TASK GOAL
Pick out every line in the records below that contains the word "reflection", and copy each one in full.
== == ==
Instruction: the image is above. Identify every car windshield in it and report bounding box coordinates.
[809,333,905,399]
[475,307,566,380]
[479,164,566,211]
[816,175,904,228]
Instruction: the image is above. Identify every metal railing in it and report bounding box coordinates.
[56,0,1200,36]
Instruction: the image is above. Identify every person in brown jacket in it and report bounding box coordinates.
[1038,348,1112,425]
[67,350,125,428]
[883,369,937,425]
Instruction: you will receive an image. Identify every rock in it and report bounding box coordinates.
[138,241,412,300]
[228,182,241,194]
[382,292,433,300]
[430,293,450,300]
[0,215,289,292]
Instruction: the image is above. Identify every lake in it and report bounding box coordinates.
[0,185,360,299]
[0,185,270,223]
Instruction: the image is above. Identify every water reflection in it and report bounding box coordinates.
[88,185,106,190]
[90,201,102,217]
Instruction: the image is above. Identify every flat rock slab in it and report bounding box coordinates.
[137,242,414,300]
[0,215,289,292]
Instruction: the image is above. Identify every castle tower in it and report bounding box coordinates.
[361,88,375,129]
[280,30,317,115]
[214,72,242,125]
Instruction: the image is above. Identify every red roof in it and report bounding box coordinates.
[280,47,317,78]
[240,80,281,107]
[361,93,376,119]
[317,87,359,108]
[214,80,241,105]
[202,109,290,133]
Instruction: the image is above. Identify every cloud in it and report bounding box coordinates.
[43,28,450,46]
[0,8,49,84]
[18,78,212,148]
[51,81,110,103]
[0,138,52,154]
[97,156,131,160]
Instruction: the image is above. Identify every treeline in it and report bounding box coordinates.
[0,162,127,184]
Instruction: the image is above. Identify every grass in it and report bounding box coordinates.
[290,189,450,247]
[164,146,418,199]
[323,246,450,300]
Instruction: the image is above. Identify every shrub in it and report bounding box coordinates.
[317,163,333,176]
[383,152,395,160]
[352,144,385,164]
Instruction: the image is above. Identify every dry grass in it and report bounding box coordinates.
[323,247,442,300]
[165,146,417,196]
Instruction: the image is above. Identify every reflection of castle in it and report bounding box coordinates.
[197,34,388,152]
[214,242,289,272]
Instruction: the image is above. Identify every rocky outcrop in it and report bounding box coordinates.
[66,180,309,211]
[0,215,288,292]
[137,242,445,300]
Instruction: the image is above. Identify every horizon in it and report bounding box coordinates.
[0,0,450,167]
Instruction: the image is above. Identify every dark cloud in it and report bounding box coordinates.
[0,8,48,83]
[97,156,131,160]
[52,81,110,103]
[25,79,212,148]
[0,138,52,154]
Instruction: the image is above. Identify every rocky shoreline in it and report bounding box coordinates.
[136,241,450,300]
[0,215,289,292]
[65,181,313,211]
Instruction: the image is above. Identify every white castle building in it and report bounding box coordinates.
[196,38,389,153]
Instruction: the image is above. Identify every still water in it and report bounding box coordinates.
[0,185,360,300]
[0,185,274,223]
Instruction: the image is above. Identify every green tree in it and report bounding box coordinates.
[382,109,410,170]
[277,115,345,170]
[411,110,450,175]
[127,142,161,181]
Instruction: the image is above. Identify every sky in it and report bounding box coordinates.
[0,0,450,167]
== == ==
ANSWER TO THE PROBLEM
Instruction: the image is above. Identify every water reflection in it and report bounding box coordinates.
Instruction: the image is above. Identify every reflection of castle in it and report bounding box coordinates.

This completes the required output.